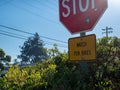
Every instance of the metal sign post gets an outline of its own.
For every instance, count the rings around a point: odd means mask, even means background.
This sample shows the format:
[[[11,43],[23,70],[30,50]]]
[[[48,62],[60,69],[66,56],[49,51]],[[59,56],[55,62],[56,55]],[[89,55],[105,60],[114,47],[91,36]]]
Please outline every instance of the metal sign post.
[[[83,37],[85,35],[86,35],[86,32],[80,33],[80,37]],[[81,70],[82,70],[82,73],[84,73],[84,74],[88,73],[87,62],[84,60],[81,61]]]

Task directions
Reproduce the whole of the data, word for word, and omit its pictures.

Answer section
Every instance of the metal sign post gets an outline of its own.
For every instance, count the rings around a point: odd means mask, even means background.
This sample shows the format:
[[[11,43],[23,70],[30,50]]]
[[[48,62],[60,69],[66,56],[49,51]],[[59,56],[55,62],[56,55]],[[89,55],[105,60],[114,47],[91,36]]]
Please outline every instance of the metal sign post.
[[[83,37],[85,35],[86,35],[86,32],[80,33],[80,37]],[[81,70],[82,70],[82,73],[84,73],[84,74],[88,73],[87,62],[84,60],[81,61]]]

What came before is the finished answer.